§ DOCUMENT EXCERPT:
# # # # # # #
Venezuela's President Nicolas Maduro on Wednesday dismissed the threat of new sanctions following an early election called for Sunday, which critics have denounced as a sham aimed at tightening his grip on power.
"These are unacceptable threats toward any sovereign nation," Maduro said in an interview with France 24 television. "Venezuela is a democratic country."
If EU leaders add to sanctions they first imposed last November, "We'll continue to work, continue to live: Their sanctions don't concern me, because these leaders have a superiority complex, they still think they control their former colonies," Maduro said.
US officials are also expected to tighten the screws on Venezuela, but Maduro reiterated his claim that President Donald Trump is bent on ousting his government.
The country has been gripped by a political and economic crisis for months as Madura has overhauled institutions while sidelining the main opposition coalition, which has been barred from fielding candidates in the coming election.
But Maduro also brushed off claims that his almost certain victory would be marred by huge abstention rates among voters wearied by years of economic and political crises which have devastated living standards for millions.
His campaign has called on citizens to give him a symbolic 10 million votes on Sunday, saying Wednesday that this was the country's "debt to the Bolivarian revolution" -- the political path laid out by the late Venezuelan leader Hugo Chavez.
Asked if he would then dissolve the National Assembly, which is dominated by opposition groups, Maduro said: "The idea seems a good one".
He has already bypassed the parliament by setting up a Constituent Assembly packed with Maduro loyalists, though the body has not been recognised by foreign governments or the European Union.
Maduro also contested claims of rampant inflation as the country's economy has collapsed amid falling oil prices, calling them lies from groups like the International Monetary Fund, which last month warned prices were likely to soar more than 13,800 percent this year.
"Keep in mind we have an empire against us... Of course we have economic problems, we are working on them and we will solve them bit by bit," he said.
# # # # # # #
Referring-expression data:
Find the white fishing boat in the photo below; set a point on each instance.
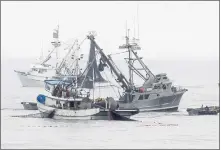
(44, 70)
(71, 99)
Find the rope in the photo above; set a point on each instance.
(118, 53)
(110, 82)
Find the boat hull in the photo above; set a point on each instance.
(66, 114)
(104, 114)
(29, 105)
(30, 80)
(162, 104)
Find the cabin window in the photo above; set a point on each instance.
(147, 96)
(164, 87)
(141, 97)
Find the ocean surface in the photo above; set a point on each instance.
(152, 130)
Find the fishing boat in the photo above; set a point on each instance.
(44, 70)
(72, 99)
(29, 105)
(157, 92)
(212, 110)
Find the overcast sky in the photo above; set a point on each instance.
(168, 30)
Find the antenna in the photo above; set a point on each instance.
(138, 21)
(134, 28)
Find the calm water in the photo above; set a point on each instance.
(153, 130)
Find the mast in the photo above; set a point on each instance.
(93, 85)
(56, 43)
(120, 77)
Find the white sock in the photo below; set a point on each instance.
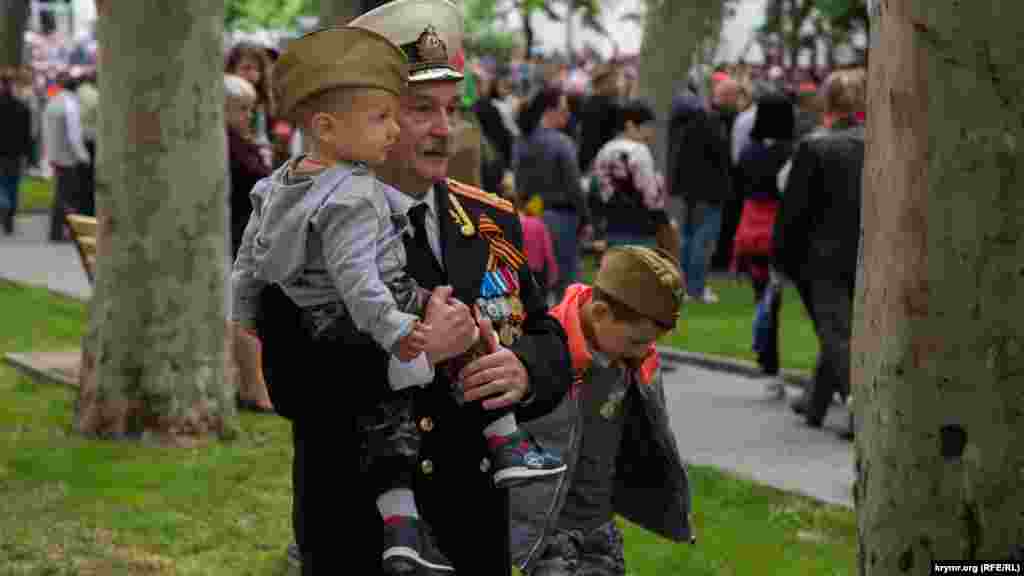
(506, 425)
(397, 502)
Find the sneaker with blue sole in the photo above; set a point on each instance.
(519, 459)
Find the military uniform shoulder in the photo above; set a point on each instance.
(478, 195)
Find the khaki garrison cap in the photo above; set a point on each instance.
(428, 31)
(337, 57)
(644, 280)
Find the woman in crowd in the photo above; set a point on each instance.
(252, 62)
(248, 164)
(760, 162)
(631, 194)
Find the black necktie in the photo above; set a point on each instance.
(421, 262)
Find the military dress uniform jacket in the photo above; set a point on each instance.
(453, 486)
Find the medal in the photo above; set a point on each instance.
(510, 279)
(500, 282)
(487, 288)
(515, 305)
(461, 217)
(505, 307)
(494, 311)
(506, 334)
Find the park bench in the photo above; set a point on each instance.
(83, 233)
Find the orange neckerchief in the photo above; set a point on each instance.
(567, 314)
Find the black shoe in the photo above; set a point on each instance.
(814, 421)
(520, 460)
(412, 550)
(294, 558)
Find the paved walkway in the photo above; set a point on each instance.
(729, 422)
(721, 419)
(29, 257)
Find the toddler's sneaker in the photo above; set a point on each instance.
(519, 459)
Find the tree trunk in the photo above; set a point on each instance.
(342, 11)
(673, 33)
(938, 341)
(14, 16)
(156, 357)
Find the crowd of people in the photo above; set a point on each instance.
(347, 240)
(762, 178)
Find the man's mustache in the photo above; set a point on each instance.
(439, 147)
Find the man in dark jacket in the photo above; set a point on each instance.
(699, 183)
(459, 232)
(817, 232)
(15, 147)
(598, 122)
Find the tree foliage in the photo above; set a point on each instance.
(794, 26)
(249, 14)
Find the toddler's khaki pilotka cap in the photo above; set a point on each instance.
(644, 280)
(337, 57)
(428, 31)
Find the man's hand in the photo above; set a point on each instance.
(412, 344)
(452, 328)
(499, 376)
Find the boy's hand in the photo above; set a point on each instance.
(412, 344)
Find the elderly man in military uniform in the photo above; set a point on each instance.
(466, 241)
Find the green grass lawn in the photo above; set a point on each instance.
(726, 328)
(75, 506)
(35, 195)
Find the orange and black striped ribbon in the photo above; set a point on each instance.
(500, 247)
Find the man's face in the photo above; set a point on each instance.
(426, 117)
(561, 114)
(725, 95)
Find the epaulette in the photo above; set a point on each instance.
(480, 196)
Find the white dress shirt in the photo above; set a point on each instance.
(419, 371)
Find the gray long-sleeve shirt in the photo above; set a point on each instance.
(332, 237)
(549, 167)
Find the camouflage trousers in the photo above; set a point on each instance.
(571, 552)
(390, 443)
(389, 440)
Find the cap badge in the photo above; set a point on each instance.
(430, 46)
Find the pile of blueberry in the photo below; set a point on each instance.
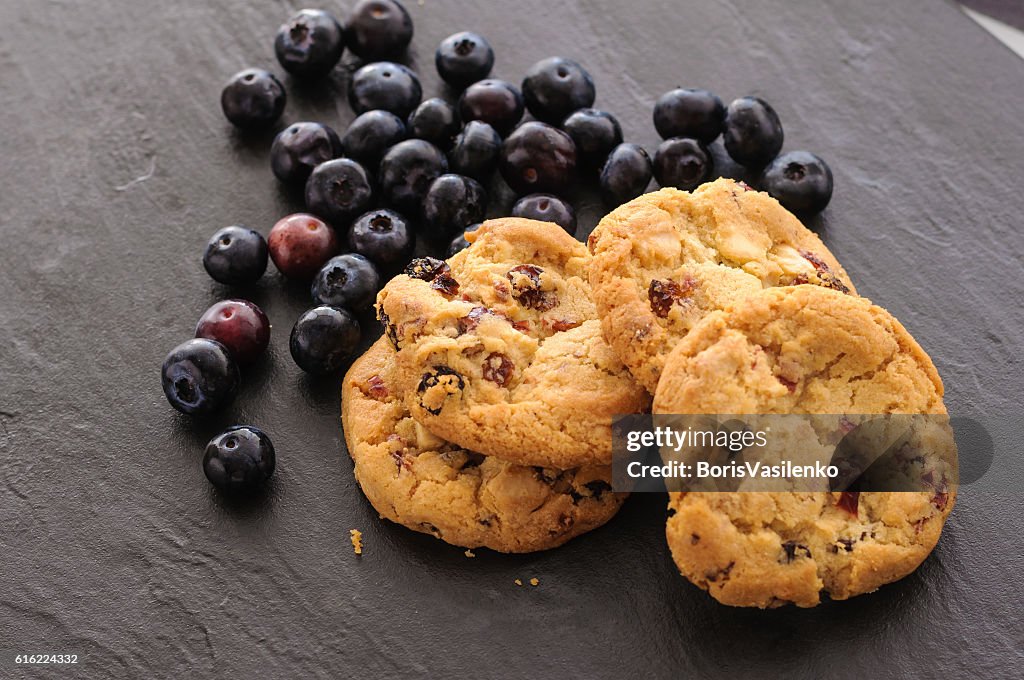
(409, 169)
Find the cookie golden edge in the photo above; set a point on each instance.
(638, 229)
(557, 425)
(414, 478)
(770, 549)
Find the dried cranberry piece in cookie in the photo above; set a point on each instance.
(849, 501)
(376, 388)
(664, 294)
(826, 277)
(525, 280)
(436, 386)
(389, 329)
(792, 548)
(498, 369)
(436, 271)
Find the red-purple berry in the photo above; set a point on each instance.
(240, 326)
(300, 245)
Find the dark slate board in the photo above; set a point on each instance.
(118, 165)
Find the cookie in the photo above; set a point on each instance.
(812, 350)
(501, 350)
(421, 481)
(666, 259)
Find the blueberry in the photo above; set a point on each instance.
(538, 158)
(475, 151)
(253, 98)
(682, 163)
(347, 281)
(385, 85)
(555, 87)
(625, 175)
(371, 134)
(595, 134)
(300, 245)
(309, 43)
(236, 255)
(379, 30)
(800, 180)
(753, 132)
(495, 101)
(407, 172)
(453, 203)
(240, 326)
(338, 190)
(463, 58)
(300, 147)
(459, 243)
(240, 460)
(199, 377)
(546, 208)
(436, 121)
(324, 338)
(689, 113)
(383, 237)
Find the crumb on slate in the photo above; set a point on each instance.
(356, 536)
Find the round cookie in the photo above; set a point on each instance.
(666, 259)
(812, 350)
(501, 351)
(421, 481)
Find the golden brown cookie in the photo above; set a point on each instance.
(501, 350)
(665, 260)
(421, 481)
(812, 350)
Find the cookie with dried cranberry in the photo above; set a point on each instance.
(501, 350)
(806, 350)
(666, 259)
(417, 479)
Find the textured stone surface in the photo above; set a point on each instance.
(118, 165)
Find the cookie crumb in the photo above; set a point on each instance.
(356, 537)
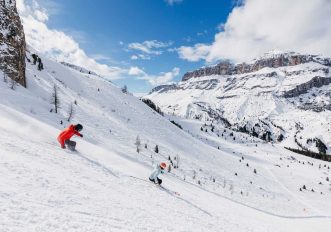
# # # # # # #
§ WORK REQUEST A: According to the article on Maduro, how many votes did his campaign ask citizens to give him on Sunday?
§ WORK REQUEST B: Extend the article on Maduro and the Venezuelan election, beginning after its final quoted remark.
The listing has no connection to the article on Venezuela's president Nicolas Maduro.

§ WRITTEN RESPONSE A: A symbolic 10 million votes.

§ WRITTEN RESPONSE B:
But he said Venezuela would in June undergo an unspecified "monetary conversion to ensure the country's stability."
He also denied claims that thousands of Venezuelans have fled the country in recent years, with the Red Cross saying this month that one million had crossed into neighbouring Colombia last year alone.
"You have your information, and we have ours," Maduro said, claiming that Venezuela had welcomed some 5.6 million Colombians into Venezuela.
"It's the opposite, Venezuelans are coming back, once they have realised the beauty of their country," he said.
"There is an order, a goal, a national project for Venezuela. There is a lot of hope in a new social alternative to neo-liberal capitalism."
He also said there had been no shortages of food or medicines even as cases of diseases such as measles have soared, which aid groups have called a humanitarian crisis.
"Concerning food, Venezuela pursues its own unique policy, and that is why we have a programme that maintains sufficient food levels," he claimed.
Concerning suspicions over his possible involvement in the huge scandal surrounding the Brazilian construction group Odebrecht, Maduro denied receiving bribes to finance his 2013 election campaign.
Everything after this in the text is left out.